Tasks for this exercise:
**1)** List the named R functions that appear in the question about reading Excel sheets into one data frame.
**2)** Decide whether each statement agrees with the question about reading Excel sheets into one data frame. Answer yes or no, and quote the words that decide it.
(a) The writer wants to skip the first row of each sheet.
(b) The writer found the error while plotting the data.
(c) The generated list held each sheet's own data under its name.
**3)** In the question about reading Excel sheets into one data frame, write out the part from "Then this time" up to and including "mylist <-lapply(excel_sheets(path), read_excel(skip=1)", switching "lapply" to "sapply".
++++ Text excerpt
Search code examples
rreadxl

How to read in excel sheets into one data frame in R and skip certain lines


I'm trying to read in an excel file with multiple sheets using R and merge them all into one data frame , tag the sheet name to one column of the dataframe.

Then this time I got a problem that the excel sheets contain 1 extra row for unnecessary titles so I want to skip row 1.

Using read_excel in lapply, I naturally think of just adding skip=1 such as

mylist <-lapply(excel_sheets(path), read_excel(skip=1)

Then R complained about path, and if I keep adding path, it complains that read_excel is not a function. So I thought okay write that using function(x){}

And this totally screwed up. The list generated had a subtle error that I only figured out when I'm plotting the data : it copy and pasted the same sheet 1 multiple times and added the correct sheet names on duplicated data.
++++++++
++++ Material provided
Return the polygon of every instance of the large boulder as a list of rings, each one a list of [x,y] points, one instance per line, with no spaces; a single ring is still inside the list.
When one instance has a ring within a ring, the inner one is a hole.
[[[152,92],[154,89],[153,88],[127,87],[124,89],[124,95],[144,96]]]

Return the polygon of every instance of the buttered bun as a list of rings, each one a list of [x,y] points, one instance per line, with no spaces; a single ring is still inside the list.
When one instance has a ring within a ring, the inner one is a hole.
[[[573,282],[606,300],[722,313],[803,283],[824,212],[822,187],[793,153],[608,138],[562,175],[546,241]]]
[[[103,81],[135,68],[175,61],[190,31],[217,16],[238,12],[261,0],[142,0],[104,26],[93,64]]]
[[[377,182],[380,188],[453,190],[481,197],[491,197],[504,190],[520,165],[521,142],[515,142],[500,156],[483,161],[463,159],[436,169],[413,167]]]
++++++++
++++ Material provided
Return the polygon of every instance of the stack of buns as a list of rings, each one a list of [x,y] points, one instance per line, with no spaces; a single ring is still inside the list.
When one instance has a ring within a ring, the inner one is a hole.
++++++++
The solutions:
**1)** read_excel, lapply, excel_sheets

**2)**
(a) Yes: "so I want to skip row 1."
(b) Yes: "that I only figured out when I'm plotting the data"
(c) No: "it copy and pasted the same sheet 1 multiple times and added the correct sheet names on duplicated data."

**3)**
Then this time I got a problem that the excel sheets contain 1 extra row for unnecessary titles so I want to skip row 1.

Using read_excel in sapply, I naturally think of just adding skip=1 such as

mylist <-sapply(excel_sheets(path), read_excel(skip=1)